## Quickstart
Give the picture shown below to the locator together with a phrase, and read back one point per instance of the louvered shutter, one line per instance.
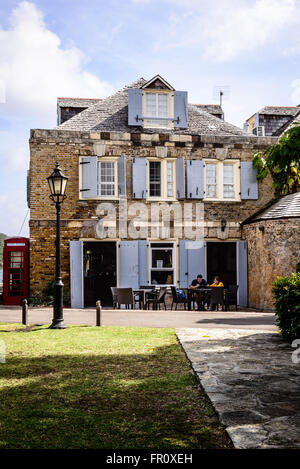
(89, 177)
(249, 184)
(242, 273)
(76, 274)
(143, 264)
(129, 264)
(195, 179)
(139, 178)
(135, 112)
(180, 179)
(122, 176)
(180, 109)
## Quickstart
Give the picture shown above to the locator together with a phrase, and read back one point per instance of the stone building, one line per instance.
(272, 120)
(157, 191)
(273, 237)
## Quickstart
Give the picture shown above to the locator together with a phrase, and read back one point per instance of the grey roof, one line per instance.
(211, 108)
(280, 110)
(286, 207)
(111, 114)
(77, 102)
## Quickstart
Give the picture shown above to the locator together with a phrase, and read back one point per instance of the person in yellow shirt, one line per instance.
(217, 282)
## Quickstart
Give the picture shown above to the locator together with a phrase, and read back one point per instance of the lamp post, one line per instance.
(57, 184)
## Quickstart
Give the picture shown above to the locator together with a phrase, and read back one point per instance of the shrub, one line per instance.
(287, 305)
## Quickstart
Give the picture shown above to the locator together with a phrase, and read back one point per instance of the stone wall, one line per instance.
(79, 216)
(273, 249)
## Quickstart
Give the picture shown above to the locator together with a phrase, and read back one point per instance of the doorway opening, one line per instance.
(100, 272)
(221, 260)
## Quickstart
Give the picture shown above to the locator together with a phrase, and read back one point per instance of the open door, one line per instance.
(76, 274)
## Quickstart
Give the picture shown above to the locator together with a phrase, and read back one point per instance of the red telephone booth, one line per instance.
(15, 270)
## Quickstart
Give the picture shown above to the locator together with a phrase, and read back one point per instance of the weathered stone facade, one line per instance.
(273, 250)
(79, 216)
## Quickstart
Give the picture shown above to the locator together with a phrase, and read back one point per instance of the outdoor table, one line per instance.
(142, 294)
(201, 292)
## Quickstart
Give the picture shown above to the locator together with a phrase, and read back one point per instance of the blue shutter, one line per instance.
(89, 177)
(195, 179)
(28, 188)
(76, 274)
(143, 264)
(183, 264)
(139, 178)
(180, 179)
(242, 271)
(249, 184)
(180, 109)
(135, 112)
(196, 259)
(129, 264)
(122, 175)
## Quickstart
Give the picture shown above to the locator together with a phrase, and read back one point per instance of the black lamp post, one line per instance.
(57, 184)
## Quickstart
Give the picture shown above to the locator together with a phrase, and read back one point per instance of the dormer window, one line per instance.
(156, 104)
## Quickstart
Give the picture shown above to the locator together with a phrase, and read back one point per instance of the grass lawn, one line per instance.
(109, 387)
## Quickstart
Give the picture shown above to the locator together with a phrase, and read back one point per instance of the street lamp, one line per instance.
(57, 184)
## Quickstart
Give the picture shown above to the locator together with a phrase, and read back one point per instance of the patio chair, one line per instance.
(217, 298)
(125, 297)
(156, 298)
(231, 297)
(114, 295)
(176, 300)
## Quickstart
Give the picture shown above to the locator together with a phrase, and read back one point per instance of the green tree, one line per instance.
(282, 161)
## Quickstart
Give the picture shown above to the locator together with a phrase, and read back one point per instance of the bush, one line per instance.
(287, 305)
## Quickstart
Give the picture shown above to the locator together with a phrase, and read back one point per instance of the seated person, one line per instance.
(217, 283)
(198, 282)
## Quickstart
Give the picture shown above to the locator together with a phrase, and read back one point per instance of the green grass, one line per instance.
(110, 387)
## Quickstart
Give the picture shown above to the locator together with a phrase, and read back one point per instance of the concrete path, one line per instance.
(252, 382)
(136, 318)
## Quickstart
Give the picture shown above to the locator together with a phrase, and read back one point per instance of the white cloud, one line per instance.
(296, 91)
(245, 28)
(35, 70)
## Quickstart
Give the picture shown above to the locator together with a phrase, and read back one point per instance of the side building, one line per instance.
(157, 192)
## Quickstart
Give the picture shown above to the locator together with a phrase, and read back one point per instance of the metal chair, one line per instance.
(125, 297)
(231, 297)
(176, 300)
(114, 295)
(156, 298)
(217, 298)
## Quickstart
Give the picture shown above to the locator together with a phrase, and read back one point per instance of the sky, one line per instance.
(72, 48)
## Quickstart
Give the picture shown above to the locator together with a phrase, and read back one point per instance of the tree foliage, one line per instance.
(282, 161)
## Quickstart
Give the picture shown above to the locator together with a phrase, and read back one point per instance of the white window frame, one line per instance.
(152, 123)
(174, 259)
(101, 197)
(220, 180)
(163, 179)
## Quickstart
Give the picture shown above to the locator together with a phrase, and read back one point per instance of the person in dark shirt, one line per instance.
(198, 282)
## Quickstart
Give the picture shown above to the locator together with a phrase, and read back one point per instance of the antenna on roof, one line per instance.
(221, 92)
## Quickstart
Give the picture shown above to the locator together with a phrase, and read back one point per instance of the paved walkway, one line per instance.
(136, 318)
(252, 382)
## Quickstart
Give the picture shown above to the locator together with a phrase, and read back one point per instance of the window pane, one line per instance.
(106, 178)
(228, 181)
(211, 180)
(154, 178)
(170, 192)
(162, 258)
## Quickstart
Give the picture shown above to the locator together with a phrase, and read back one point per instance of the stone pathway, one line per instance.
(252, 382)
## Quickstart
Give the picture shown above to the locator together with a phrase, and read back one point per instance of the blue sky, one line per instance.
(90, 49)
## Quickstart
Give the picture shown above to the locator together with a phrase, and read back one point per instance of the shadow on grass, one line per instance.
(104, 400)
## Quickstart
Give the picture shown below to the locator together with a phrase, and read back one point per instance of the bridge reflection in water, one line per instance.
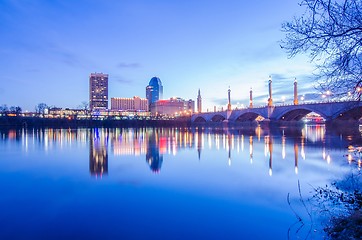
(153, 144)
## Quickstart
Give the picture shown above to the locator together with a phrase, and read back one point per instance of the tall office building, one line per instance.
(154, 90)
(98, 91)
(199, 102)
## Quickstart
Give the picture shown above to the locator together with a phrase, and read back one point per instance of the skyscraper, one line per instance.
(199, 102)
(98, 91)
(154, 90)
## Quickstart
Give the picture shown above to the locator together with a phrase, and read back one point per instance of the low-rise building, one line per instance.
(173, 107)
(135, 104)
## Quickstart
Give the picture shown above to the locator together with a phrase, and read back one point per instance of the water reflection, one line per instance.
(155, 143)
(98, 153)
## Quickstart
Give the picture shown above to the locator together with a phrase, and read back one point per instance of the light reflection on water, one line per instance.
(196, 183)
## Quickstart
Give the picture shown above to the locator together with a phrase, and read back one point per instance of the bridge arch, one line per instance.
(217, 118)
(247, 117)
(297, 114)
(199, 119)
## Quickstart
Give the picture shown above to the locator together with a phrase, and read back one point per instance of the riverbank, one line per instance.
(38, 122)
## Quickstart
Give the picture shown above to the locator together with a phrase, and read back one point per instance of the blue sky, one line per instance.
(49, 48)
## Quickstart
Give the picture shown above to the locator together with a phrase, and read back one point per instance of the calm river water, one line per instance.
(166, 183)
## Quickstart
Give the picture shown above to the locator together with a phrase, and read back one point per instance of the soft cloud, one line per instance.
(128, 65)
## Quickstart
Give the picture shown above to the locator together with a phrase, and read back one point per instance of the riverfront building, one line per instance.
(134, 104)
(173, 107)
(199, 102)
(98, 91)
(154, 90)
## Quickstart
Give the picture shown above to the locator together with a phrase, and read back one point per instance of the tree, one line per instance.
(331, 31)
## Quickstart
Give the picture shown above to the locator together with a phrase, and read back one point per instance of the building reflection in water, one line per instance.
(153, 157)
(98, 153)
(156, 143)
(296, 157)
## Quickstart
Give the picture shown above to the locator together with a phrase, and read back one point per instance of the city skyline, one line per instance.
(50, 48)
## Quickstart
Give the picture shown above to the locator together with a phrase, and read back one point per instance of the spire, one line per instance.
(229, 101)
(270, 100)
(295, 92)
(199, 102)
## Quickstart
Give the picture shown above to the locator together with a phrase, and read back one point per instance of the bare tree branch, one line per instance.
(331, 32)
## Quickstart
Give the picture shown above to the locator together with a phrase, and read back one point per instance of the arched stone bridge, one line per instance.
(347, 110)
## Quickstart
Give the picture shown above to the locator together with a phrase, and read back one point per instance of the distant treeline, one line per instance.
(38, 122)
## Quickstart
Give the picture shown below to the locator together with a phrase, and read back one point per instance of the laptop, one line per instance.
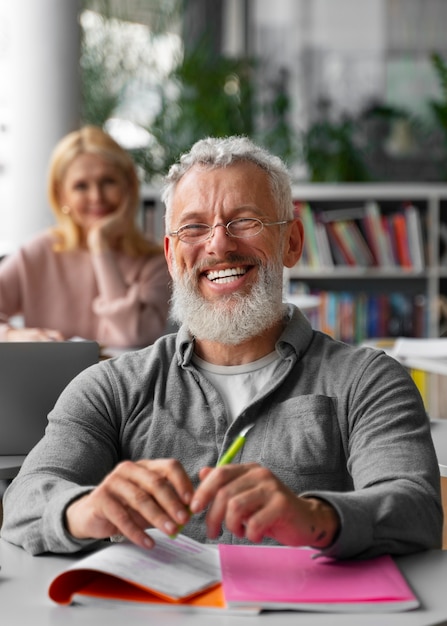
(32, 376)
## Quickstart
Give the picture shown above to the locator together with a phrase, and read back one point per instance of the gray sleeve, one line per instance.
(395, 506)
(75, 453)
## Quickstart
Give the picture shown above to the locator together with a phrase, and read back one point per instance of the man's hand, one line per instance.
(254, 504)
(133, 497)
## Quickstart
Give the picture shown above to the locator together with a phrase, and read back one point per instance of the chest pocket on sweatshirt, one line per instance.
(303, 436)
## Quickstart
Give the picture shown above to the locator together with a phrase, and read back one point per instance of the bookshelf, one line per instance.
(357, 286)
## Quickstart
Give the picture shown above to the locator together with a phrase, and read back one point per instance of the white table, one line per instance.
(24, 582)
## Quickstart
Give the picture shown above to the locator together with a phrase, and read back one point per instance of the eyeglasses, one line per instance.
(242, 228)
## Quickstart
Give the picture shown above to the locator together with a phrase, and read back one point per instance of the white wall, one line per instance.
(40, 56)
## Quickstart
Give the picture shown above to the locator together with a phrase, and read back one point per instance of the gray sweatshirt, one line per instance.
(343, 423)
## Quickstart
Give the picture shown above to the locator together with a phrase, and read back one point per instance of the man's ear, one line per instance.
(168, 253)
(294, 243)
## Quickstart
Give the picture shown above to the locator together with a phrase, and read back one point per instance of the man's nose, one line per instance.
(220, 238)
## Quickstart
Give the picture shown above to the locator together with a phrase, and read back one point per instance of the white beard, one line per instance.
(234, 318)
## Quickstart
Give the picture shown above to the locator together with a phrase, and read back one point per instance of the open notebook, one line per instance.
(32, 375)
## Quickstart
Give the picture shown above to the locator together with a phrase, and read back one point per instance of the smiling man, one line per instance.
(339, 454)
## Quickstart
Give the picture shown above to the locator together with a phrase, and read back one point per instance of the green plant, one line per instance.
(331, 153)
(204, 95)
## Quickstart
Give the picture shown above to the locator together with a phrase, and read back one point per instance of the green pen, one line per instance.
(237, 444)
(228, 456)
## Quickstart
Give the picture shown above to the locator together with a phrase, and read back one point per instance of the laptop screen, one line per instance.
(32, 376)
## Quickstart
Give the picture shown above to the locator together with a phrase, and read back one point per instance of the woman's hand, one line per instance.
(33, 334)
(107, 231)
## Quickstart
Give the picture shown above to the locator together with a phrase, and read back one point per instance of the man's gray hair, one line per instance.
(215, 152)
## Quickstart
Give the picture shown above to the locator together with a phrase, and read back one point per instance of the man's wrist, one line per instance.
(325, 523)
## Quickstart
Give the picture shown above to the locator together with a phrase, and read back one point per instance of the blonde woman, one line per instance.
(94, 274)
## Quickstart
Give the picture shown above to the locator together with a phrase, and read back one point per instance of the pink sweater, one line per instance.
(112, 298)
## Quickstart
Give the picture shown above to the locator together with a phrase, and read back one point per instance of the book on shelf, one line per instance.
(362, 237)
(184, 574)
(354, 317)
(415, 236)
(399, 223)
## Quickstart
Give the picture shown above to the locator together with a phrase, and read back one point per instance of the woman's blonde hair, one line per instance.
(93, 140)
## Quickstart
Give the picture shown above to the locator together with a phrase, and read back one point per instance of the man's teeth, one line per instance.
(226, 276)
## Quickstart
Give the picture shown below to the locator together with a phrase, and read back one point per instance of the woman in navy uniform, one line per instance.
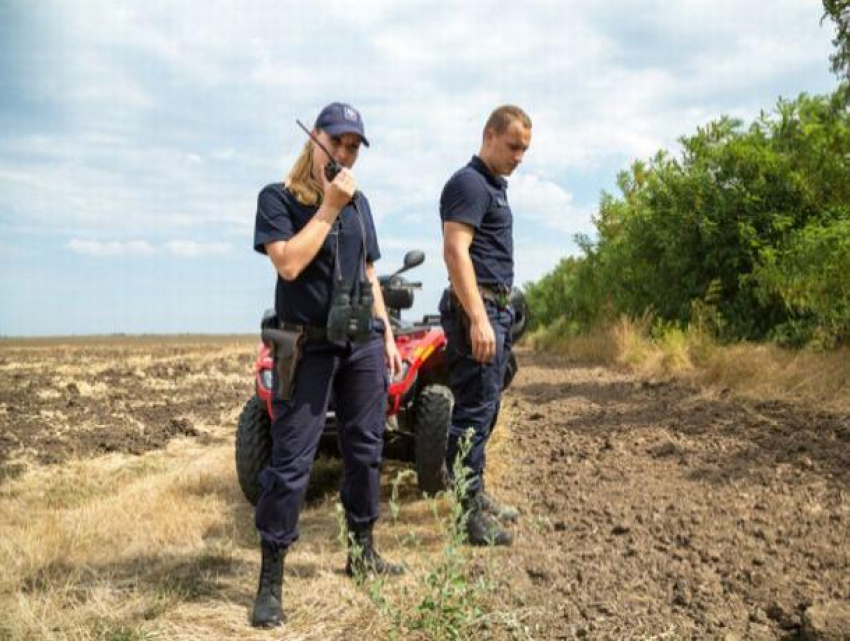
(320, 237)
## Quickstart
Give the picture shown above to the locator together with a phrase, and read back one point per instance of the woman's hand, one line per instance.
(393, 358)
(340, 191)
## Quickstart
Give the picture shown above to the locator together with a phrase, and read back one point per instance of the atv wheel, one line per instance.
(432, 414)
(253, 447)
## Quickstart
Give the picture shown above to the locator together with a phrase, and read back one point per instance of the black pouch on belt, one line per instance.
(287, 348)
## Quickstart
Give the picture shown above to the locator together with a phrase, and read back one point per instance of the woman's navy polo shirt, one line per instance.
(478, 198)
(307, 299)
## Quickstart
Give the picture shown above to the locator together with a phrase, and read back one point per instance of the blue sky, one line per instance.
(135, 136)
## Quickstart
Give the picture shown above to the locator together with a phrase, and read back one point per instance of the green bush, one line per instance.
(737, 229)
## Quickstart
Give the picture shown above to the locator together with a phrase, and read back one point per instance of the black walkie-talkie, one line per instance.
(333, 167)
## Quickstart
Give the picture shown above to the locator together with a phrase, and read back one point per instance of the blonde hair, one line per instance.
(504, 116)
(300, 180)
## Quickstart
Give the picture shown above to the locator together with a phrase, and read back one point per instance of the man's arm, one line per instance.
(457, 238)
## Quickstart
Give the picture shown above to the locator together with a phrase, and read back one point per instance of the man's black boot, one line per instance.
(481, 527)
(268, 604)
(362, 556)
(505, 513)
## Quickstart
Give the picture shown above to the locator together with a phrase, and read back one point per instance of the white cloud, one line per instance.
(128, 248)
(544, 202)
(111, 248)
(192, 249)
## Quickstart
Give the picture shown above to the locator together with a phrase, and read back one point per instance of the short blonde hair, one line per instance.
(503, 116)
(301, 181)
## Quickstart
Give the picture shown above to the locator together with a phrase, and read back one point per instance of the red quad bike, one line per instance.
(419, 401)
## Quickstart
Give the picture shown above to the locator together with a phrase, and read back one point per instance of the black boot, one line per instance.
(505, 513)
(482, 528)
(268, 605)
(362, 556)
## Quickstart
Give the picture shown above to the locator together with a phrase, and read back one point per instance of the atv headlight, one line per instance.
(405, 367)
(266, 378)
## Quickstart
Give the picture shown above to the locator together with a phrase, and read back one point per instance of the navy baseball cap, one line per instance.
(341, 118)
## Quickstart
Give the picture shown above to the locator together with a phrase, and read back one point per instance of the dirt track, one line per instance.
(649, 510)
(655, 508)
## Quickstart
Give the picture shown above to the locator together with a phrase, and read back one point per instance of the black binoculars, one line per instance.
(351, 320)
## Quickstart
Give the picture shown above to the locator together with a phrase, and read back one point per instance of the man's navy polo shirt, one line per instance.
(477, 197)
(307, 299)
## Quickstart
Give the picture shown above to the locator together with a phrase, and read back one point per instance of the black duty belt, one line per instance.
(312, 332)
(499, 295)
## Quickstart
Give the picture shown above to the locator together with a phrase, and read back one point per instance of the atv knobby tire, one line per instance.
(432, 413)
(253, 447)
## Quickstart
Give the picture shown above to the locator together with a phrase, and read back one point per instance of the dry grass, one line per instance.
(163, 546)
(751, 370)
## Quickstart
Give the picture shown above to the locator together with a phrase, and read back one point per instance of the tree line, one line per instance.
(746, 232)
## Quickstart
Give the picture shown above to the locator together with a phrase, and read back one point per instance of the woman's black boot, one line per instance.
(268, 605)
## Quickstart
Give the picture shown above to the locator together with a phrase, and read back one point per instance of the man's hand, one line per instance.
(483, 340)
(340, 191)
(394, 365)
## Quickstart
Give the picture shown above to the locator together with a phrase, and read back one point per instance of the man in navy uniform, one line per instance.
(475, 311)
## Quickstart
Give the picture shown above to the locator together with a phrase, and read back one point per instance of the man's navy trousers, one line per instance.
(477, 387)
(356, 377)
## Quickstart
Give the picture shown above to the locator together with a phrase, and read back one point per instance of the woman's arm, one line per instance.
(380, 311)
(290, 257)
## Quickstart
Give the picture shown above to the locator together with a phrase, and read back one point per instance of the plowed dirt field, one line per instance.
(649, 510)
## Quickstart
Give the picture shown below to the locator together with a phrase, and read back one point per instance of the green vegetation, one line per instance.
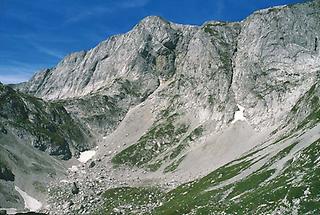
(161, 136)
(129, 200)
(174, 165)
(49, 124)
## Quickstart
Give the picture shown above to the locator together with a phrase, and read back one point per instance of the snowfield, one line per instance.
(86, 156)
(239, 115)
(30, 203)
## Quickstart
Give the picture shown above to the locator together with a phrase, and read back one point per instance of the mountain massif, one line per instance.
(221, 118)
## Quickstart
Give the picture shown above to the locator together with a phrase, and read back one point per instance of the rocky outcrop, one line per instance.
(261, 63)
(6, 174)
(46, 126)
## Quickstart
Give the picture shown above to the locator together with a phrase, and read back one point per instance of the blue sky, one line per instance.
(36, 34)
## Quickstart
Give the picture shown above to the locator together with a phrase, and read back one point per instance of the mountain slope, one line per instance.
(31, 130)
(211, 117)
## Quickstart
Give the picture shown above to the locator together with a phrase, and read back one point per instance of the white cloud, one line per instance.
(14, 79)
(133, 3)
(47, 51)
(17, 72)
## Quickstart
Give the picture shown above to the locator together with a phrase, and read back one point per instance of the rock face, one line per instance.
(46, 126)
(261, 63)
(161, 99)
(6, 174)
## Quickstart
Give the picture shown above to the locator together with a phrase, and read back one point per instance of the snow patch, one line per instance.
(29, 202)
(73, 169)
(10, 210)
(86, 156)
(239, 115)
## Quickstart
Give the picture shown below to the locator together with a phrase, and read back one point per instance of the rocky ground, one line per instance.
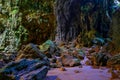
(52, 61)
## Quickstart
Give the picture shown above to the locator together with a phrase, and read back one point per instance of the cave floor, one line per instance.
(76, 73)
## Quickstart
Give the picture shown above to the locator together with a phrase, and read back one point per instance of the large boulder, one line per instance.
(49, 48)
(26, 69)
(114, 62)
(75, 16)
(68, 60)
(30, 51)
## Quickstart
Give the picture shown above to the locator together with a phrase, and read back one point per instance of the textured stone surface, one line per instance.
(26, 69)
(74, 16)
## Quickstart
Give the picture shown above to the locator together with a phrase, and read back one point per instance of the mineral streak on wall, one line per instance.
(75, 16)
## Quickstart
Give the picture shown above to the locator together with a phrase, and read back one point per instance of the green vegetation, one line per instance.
=-=-=-=-=
- DIRECTION
Please find each line of the data above that contains the word "roof" and copy those lines out.

- WRITTEN SOLUTION
Give the picture shown above to the locator together with a phrase, and read back one point per instance of the grey roof, one line per instance.
Give the picture shown above to the locator together with a phrase, and read back one point per instance of the antenna on roof, one line per instance.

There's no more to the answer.